• DIRECTIONS
The reply should hold only the lines from the one with "ring shown above." through the end of the data, each given exactly.

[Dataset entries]
- - -
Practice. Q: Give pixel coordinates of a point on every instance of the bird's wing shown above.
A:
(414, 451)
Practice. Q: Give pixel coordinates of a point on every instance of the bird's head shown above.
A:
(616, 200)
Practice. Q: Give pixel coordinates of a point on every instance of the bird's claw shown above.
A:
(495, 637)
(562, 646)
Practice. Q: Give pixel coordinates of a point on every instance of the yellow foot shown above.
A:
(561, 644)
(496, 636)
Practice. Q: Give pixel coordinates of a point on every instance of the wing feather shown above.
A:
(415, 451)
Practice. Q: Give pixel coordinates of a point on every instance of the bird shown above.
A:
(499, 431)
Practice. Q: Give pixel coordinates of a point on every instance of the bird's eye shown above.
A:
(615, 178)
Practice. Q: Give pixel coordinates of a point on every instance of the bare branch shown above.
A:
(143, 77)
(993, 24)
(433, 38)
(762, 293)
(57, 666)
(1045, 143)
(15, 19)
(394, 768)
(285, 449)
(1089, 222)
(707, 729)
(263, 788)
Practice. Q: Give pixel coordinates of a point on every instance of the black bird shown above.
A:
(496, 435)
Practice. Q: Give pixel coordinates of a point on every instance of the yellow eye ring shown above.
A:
- - -
• SOLUTION
Practice. Q: Give pixel coordinates of a point on every instance of the yellow eye ring shown above.
A:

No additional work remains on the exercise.